Records for processing:
┏━━

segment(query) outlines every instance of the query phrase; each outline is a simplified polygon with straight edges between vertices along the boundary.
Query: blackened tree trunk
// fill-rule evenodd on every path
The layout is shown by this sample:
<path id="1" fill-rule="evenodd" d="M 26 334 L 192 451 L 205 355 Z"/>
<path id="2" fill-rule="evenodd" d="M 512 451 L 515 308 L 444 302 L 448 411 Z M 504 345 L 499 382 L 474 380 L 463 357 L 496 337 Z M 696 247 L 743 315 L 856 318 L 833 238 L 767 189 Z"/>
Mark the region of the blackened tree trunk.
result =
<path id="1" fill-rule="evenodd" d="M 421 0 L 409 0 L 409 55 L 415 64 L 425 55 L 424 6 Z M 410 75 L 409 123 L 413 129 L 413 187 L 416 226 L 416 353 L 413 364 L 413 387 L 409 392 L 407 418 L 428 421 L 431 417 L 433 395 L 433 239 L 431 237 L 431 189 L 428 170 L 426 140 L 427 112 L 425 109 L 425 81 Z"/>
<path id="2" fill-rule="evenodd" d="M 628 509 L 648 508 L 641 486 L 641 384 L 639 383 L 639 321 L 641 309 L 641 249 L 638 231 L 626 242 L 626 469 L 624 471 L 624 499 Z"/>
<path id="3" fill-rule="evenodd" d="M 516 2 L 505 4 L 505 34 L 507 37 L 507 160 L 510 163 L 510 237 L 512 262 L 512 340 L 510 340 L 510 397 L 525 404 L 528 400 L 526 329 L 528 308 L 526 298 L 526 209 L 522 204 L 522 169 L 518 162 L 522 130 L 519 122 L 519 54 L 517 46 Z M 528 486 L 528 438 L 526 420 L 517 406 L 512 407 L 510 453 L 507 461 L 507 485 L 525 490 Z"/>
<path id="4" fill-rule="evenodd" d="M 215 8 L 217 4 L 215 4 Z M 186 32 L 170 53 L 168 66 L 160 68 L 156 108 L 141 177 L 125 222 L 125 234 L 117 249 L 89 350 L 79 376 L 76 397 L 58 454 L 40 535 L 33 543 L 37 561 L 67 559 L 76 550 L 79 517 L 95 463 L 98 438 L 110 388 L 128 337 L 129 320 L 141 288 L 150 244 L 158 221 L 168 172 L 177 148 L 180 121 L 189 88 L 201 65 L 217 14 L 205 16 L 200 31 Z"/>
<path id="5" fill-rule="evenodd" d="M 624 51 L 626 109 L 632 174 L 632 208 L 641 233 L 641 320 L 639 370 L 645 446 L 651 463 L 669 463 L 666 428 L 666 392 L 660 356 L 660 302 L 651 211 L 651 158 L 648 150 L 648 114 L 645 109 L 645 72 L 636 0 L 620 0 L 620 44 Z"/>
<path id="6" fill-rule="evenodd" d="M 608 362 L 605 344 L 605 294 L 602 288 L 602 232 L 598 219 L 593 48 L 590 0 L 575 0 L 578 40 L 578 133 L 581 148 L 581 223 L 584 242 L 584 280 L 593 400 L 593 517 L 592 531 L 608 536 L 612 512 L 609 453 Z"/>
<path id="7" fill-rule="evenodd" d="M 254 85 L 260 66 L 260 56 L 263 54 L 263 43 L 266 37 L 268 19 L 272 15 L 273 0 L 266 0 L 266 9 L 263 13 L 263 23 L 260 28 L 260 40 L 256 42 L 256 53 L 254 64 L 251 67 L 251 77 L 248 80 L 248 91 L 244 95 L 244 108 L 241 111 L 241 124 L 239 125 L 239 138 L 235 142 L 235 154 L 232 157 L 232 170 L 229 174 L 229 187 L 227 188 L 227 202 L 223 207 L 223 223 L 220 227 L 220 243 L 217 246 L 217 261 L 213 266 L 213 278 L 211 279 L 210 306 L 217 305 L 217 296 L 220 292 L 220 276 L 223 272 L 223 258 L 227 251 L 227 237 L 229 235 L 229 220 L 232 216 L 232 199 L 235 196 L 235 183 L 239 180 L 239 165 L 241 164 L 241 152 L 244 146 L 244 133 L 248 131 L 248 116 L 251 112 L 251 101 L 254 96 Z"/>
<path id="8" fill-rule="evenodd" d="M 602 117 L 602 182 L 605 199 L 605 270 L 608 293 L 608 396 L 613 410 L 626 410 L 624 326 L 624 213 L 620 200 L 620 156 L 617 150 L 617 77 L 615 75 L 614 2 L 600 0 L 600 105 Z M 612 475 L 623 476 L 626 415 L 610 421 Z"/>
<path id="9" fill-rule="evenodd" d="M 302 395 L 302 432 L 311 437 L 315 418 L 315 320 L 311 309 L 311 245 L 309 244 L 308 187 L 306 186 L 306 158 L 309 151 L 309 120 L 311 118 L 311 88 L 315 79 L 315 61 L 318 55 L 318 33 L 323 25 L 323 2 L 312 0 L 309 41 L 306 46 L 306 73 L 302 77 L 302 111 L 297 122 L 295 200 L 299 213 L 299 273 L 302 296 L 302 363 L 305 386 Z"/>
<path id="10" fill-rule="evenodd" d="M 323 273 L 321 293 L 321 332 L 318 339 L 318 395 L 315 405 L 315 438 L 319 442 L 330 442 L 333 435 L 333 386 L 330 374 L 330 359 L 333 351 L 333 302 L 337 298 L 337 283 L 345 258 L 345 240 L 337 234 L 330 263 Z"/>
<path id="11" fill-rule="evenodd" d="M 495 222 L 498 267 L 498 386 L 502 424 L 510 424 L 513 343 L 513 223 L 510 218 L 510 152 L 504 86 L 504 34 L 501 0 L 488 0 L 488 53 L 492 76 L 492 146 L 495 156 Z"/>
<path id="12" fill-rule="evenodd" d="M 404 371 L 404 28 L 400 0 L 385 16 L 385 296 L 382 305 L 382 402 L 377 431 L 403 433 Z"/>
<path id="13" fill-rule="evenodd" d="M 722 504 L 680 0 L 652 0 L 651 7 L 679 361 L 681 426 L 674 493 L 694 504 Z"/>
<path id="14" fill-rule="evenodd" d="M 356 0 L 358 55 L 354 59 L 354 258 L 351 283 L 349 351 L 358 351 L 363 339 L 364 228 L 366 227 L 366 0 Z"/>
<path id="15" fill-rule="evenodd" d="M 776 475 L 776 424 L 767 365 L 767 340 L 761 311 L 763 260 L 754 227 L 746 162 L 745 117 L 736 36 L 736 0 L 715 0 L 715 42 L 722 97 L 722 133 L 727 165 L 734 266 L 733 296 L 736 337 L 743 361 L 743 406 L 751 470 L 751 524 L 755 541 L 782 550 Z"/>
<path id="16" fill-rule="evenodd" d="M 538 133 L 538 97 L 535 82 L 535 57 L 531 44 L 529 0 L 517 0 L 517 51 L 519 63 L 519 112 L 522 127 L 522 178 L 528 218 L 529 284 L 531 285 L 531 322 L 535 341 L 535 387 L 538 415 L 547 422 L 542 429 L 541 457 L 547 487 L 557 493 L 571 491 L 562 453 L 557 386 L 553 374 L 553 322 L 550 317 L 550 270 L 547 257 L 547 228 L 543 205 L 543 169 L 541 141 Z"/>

┗━━

What is asked:
Which lines of the material contain the string "every"? Copy each one in full.

Answer to this task:
segment(query) outlines every instance of the query phrase; each outline is a simplified polygon with straight edges between vertices along the boundary.
// fill-rule evenodd on every path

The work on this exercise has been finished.